### SHORT TASK
Omit all pictures. Quote only the lines from the one with "in [62, 164]." through the end of the material below.

### RECORDS TO PROCESS
◆ ◆ ◆ ◆ ◆ ◆ ◆

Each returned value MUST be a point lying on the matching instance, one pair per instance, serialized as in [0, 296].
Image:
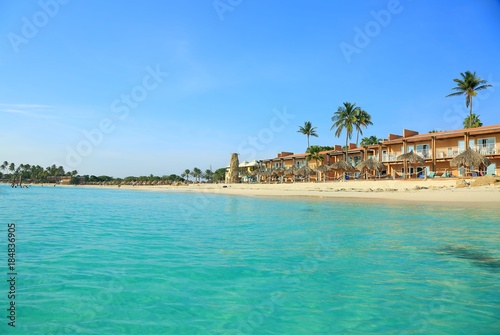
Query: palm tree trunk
[470, 113]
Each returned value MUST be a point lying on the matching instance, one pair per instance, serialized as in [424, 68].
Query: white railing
[426, 154]
[488, 149]
[390, 157]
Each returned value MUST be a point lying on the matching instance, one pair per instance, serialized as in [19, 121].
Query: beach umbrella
[470, 158]
[342, 166]
[410, 157]
[370, 164]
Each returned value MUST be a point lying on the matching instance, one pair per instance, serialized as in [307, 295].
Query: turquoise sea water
[100, 261]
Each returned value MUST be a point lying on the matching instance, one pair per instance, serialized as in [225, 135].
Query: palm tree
[365, 141]
[472, 121]
[308, 130]
[468, 86]
[363, 119]
[345, 118]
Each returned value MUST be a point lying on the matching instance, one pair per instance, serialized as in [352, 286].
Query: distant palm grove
[26, 173]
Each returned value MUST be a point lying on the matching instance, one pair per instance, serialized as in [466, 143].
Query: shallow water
[102, 261]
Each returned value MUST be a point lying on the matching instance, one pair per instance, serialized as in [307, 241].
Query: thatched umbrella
[233, 168]
[342, 166]
[323, 168]
[410, 157]
[370, 164]
[470, 158]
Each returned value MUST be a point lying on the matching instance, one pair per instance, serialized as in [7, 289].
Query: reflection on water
[476, 257]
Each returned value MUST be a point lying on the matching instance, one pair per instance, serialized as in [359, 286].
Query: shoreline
[437, 191]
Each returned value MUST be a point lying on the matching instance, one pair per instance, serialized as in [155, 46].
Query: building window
[486, 146]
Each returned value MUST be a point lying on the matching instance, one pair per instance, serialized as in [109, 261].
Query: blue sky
[134, 88]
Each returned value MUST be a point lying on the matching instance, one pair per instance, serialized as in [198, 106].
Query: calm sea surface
[101, 261]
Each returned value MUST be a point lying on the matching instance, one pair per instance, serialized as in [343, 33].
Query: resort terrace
[435, 149]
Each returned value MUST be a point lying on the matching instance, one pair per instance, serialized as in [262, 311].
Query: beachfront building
[436, 150]
[245, 171]
[439, 148]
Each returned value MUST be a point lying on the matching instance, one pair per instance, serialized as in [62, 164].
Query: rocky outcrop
[486, 180]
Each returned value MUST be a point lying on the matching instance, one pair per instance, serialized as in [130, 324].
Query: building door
[492, 169]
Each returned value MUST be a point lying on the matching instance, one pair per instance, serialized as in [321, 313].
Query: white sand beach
[430, 190]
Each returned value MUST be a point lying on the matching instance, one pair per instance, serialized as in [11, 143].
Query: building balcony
[390, 157]
[488, 149]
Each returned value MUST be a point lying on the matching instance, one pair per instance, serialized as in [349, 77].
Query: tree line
[27, 173]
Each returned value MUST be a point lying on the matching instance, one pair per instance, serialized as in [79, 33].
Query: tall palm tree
[472, 121]
[365, 141]
[308, 130]
[363, 119]
[345, 119]
[468, 85]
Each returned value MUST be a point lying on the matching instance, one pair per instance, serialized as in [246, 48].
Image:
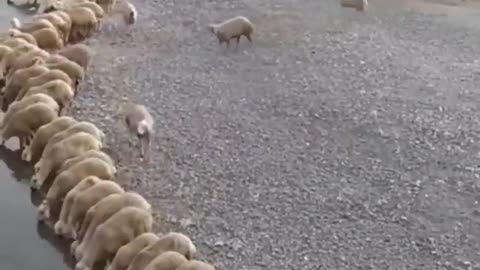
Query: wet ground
[24, 243]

◆ ◆ ◆ ◆ ◆ ◆ ◆

### RESPONSE BELOW
Each returned value MUST be a point lying on the matching instance, one pair per instance, serialized as in [62, 164].
Query: rocky outcrop
[486, 180]
Each returned value MUST be a point lying on the matching instance, one pair per instance, serialized as in [130, 324].
Query: building door
[492, 169]
Each returned value MUST be a point lying on the matching instance, one pair per instance, serialized as in [321, 313].
Query: white sand beach
[430, 190]
Each returned value MUST be a point lying on the matching instance, one pair per instance, serialized as in [11, 143].
Query: building balcony
[390, 157]
[488, 149]
Each returned value MUST be a point lying on the matching instance, one pair per instance, serialized as in [349, 77].
Query: tree line
[27, 173]
Each returned value MUST be a point lying on the matching instance, one pair per instance, serialized as in [79, 33].
Query: tall palm tree
[472, 121]
[365, 141]
[308, 130]
[363, 119]
[345, 119]
[468, 85]
Each returned value MUST be a point lying on the matching instance, one pair per instance, serialized as in [246, 48].
Image:
Query: wet ground
[24, 243]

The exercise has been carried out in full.